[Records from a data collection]

_____

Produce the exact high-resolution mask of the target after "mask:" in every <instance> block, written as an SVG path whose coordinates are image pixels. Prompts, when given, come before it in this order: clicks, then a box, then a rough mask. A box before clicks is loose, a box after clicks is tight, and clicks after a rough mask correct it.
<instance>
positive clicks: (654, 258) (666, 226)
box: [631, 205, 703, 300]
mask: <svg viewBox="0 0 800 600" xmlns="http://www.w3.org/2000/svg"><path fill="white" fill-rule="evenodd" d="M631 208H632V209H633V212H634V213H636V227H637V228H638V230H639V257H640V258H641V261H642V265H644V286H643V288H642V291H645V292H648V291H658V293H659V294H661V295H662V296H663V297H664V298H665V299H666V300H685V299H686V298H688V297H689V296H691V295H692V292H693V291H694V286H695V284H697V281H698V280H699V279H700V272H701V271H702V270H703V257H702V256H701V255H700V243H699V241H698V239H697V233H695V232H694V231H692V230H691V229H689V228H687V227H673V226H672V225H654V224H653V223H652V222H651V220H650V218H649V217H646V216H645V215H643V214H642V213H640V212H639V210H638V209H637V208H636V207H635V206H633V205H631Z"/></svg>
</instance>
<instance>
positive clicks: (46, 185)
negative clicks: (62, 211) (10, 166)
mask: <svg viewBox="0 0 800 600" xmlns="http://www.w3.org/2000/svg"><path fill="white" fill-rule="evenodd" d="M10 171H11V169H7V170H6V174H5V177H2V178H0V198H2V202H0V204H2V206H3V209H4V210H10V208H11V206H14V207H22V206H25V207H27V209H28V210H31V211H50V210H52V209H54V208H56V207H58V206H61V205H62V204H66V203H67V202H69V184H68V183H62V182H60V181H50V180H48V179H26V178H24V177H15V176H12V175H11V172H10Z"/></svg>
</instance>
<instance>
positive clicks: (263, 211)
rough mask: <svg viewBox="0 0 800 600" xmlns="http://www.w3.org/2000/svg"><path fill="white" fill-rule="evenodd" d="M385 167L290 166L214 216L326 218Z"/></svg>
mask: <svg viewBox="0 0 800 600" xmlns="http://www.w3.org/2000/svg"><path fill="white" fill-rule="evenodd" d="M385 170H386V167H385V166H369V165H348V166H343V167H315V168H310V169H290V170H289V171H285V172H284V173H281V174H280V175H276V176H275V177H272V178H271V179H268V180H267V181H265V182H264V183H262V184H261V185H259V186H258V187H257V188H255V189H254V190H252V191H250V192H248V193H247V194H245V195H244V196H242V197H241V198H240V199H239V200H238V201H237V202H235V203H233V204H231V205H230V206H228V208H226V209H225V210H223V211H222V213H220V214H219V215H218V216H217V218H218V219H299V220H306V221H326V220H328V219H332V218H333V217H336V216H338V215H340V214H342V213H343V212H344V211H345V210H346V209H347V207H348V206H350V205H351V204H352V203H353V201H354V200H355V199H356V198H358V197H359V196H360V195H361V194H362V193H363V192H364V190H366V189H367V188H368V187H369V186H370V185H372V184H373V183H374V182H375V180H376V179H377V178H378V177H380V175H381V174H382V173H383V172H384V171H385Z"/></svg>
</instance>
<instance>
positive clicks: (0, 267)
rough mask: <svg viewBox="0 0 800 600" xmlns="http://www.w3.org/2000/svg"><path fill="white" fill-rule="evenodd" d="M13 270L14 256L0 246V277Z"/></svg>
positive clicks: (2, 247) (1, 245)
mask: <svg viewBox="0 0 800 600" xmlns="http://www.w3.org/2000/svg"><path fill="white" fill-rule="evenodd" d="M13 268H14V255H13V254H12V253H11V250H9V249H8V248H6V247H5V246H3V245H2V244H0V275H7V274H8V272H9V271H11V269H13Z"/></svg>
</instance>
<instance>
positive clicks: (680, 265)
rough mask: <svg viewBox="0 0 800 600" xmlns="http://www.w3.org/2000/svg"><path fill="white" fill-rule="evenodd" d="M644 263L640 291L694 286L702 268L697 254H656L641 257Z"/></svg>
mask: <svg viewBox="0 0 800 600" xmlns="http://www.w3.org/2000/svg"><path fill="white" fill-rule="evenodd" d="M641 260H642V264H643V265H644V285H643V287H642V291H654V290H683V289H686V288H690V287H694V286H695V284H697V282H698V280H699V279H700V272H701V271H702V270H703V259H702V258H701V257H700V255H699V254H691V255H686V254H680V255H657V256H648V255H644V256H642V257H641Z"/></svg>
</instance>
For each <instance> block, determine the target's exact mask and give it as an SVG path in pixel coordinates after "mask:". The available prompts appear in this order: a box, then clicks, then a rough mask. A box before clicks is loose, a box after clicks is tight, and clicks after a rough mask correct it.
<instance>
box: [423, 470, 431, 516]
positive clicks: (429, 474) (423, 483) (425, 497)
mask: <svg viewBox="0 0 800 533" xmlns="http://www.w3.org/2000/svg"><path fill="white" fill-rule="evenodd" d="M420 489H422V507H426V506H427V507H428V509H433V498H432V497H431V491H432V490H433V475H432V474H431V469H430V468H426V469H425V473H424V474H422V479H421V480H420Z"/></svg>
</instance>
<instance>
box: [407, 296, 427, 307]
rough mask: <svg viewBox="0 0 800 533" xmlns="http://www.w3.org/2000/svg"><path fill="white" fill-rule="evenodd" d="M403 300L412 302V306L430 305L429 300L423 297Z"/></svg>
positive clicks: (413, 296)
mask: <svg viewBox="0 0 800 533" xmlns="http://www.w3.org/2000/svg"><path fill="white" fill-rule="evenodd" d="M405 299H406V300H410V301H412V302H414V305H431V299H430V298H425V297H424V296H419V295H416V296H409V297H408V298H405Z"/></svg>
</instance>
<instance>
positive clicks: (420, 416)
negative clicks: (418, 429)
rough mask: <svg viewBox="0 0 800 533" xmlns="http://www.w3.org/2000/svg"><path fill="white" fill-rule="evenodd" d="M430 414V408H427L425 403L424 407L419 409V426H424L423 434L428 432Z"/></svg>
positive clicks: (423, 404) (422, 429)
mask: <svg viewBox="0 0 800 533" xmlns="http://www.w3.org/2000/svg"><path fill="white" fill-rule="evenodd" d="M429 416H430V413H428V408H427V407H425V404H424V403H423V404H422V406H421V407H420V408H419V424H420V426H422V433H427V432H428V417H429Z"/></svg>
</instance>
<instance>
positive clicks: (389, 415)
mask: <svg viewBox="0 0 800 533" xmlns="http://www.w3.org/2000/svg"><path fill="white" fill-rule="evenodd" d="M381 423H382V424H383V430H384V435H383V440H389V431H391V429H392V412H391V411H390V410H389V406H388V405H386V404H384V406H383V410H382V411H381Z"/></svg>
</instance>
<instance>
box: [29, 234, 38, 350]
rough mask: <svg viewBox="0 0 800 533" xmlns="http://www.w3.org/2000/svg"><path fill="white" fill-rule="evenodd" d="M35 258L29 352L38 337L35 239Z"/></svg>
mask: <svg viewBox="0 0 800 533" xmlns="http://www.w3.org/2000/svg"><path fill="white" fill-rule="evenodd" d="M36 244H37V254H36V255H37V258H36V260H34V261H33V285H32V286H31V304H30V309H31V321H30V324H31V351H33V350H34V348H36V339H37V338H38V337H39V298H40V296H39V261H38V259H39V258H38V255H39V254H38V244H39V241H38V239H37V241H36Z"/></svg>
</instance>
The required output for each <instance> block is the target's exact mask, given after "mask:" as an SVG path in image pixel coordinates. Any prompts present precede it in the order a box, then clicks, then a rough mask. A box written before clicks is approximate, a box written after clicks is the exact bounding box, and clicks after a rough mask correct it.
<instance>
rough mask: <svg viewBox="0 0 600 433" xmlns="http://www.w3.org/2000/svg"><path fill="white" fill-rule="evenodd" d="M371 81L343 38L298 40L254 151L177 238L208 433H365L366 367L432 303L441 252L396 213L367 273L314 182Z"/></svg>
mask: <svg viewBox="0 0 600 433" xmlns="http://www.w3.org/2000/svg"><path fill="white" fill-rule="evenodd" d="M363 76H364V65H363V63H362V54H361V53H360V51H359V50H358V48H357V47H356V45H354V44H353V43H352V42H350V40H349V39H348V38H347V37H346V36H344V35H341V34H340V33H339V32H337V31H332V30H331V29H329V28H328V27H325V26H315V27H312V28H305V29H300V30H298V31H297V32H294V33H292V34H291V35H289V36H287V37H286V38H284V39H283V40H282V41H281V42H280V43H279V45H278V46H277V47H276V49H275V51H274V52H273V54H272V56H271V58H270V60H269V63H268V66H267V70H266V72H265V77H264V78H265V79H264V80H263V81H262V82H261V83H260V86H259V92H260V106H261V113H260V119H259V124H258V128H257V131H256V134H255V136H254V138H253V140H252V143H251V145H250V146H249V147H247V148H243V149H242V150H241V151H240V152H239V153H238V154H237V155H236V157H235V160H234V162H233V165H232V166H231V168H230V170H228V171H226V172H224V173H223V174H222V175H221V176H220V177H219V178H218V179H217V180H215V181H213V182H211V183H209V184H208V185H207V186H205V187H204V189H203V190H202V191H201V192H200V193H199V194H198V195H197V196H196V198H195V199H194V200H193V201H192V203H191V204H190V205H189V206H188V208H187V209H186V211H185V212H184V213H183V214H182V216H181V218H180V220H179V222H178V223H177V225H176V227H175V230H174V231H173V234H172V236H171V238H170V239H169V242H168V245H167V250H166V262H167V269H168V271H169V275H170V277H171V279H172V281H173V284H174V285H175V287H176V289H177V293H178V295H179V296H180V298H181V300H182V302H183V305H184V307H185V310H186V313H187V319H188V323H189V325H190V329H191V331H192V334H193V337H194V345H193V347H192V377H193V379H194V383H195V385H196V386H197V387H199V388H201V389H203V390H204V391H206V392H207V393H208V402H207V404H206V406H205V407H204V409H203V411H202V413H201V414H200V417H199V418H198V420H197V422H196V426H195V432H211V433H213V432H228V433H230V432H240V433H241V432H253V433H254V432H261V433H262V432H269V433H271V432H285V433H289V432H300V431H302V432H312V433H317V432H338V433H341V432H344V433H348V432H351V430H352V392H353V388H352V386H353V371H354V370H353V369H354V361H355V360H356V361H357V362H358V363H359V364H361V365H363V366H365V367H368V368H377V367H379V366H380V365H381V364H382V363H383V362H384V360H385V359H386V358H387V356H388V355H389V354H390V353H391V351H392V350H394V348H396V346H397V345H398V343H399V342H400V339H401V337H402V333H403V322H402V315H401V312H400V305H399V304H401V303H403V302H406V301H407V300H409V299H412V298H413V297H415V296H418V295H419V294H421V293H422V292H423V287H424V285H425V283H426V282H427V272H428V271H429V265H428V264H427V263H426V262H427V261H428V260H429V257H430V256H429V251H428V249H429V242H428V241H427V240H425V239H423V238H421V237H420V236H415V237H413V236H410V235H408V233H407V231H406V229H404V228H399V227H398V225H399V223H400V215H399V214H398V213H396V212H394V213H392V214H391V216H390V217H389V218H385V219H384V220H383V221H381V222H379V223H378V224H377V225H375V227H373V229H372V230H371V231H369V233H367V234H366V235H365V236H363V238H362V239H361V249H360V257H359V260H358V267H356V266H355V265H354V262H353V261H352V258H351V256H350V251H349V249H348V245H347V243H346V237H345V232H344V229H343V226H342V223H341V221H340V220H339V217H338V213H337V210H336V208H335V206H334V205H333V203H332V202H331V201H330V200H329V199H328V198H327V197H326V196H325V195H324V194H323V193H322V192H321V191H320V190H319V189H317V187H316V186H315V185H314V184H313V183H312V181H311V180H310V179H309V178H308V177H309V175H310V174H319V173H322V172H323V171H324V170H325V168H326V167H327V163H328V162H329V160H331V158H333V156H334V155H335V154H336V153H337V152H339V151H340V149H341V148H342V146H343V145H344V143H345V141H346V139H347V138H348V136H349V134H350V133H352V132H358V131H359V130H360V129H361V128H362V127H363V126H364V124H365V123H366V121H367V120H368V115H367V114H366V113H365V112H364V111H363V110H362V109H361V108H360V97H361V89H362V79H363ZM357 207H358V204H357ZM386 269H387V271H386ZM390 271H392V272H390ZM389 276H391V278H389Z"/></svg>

_____

REQUIREMENT ▸
Repeat the entries above exactly, beginning at their first line and ending with the line that contains "positive clicks: (654, 258) (666, 226)", with nothing added.

EXERCISE ANSWER ▸
Produce the exact high-resolution mask of the target after "mask:" in every <instance> block, written as an SVG path whose coordinates are image pixels. Prompts, when given, come before it in this order: clicks, then a box, then a rough mask. A box before clicks is loose, a box after clicks is tight, and clicks after a rough mask correct it.
<instance>
positive clicks: (654, 258) (666, 226)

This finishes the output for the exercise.